__Instructions to follow__
Could you reproduce the lines below from the one with "eyebrow in the photo above." through the one with "neck in the photo above."? Keep both ends and add nothing.
START Records for the exercise
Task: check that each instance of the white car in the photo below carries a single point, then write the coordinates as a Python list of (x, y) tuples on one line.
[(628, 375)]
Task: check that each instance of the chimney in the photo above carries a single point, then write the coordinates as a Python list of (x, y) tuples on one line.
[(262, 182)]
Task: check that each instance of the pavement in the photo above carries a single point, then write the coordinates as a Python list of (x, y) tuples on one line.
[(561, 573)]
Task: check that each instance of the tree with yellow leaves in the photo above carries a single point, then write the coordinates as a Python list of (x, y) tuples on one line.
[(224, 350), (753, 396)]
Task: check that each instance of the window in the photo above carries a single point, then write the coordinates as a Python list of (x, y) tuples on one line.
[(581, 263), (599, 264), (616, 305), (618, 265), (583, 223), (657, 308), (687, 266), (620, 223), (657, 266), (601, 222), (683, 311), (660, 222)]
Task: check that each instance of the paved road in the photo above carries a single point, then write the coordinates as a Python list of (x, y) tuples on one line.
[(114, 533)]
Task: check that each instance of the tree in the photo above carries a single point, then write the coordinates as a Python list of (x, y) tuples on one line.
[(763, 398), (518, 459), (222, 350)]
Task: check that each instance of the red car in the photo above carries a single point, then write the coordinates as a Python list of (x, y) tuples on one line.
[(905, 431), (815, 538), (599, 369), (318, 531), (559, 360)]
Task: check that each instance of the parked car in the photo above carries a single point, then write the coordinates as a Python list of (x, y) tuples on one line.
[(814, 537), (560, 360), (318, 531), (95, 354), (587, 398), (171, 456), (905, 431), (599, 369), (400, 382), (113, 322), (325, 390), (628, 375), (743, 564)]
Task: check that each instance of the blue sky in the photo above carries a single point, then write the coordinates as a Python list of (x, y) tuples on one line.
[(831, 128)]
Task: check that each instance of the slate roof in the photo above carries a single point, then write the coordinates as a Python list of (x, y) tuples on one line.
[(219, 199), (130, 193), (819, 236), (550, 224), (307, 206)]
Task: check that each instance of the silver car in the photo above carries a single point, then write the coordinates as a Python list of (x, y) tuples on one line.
END Records for the exercise
START Records for the exercise
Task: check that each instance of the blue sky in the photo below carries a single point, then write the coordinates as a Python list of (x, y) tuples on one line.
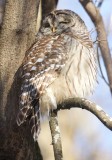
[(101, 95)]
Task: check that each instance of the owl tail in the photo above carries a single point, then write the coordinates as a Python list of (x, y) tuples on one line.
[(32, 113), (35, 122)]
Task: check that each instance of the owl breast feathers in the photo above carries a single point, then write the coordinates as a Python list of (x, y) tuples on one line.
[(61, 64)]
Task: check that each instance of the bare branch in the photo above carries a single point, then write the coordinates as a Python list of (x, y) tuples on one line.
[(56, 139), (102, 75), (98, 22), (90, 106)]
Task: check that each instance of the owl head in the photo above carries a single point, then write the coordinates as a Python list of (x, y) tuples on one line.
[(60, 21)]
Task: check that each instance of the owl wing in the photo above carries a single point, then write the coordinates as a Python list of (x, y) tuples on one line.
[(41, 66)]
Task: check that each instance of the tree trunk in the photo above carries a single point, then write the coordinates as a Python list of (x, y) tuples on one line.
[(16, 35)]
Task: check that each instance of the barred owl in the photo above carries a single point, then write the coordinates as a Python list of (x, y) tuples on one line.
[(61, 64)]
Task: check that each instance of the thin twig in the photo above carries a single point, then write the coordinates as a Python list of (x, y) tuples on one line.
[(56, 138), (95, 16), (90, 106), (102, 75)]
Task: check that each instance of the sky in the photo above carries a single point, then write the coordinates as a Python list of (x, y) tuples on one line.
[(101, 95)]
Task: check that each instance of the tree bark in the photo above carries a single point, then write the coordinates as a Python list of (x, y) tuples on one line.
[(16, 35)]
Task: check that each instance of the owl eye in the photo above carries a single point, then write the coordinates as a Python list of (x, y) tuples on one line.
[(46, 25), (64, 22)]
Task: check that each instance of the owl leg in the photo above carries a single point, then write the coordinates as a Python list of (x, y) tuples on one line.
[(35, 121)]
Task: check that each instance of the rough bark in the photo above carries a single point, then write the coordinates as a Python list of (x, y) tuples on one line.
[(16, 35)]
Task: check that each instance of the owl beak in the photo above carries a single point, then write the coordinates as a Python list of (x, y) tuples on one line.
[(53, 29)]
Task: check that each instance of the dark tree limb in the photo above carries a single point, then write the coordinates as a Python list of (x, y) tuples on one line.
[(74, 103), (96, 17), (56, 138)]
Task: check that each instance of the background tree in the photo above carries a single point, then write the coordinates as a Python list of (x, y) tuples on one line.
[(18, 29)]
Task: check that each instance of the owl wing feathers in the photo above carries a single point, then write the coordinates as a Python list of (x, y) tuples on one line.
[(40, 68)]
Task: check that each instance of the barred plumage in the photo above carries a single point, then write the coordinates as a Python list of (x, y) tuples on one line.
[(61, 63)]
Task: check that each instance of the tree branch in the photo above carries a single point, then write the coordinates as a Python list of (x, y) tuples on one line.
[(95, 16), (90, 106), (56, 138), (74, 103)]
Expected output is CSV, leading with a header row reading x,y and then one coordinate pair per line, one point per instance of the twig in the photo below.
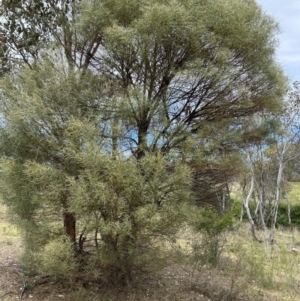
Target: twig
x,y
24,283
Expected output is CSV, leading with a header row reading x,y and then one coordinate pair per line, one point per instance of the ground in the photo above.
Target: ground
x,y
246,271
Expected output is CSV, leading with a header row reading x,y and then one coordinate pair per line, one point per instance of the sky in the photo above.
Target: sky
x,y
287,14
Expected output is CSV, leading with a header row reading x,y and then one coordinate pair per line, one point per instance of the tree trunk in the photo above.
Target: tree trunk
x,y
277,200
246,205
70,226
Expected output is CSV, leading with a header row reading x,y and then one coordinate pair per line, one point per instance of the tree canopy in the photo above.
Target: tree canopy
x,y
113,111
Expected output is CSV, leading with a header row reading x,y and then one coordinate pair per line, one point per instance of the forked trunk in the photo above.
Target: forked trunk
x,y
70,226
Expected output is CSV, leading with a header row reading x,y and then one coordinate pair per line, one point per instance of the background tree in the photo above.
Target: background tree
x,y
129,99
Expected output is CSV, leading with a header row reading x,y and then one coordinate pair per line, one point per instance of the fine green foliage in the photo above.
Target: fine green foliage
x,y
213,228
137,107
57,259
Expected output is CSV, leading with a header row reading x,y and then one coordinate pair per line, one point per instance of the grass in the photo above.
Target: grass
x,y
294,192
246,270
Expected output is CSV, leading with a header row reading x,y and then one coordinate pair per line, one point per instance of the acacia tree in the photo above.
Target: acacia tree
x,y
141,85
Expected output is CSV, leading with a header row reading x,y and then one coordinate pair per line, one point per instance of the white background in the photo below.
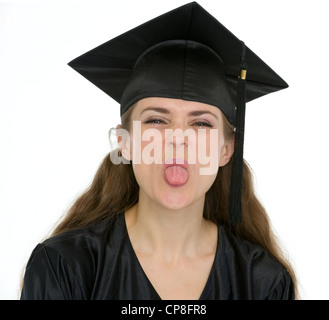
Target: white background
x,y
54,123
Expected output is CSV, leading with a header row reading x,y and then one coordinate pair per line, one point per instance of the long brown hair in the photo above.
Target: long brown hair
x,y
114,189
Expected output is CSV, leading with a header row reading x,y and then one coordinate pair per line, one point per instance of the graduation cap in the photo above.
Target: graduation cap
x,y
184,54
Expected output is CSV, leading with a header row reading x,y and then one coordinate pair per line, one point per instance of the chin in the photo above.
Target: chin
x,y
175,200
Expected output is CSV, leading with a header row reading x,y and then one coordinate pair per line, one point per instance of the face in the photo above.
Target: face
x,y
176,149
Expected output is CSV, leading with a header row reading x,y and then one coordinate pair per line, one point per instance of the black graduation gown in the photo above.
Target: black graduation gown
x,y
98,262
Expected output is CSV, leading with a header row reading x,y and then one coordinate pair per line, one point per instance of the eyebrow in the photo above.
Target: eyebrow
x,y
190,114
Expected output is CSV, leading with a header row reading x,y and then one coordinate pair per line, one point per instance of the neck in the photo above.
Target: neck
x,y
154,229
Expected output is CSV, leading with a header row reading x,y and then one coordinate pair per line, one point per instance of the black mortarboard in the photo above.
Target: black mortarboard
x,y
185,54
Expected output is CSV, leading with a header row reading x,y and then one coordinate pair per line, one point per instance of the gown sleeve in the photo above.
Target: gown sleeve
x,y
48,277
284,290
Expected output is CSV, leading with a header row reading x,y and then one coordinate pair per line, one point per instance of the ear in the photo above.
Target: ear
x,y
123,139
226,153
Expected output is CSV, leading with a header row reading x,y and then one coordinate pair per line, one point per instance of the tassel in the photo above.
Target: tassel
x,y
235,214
END Records for the exercise
START Records for the exercise
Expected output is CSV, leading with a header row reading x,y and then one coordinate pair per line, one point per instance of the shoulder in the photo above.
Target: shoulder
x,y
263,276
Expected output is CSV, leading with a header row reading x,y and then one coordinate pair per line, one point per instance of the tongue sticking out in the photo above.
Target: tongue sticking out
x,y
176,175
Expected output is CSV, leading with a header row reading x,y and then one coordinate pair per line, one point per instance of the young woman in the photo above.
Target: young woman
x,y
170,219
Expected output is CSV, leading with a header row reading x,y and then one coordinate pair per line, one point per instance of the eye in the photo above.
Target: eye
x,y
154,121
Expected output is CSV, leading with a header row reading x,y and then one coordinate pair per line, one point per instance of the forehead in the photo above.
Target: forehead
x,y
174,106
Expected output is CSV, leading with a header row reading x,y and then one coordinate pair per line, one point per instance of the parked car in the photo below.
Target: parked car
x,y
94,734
END Records for the exercise
__Reply to the task__
Expected output is CSV, leading with a header row reading x,y and then one coordinate pair per line, one point per instance of the eyebrow in the photo above.
Target: eyebrow
x,y
190,114
Expected output is CSV, leading with a header row reading x,y and then one coordinate pair per line, one point per instance of the neck in the photo above.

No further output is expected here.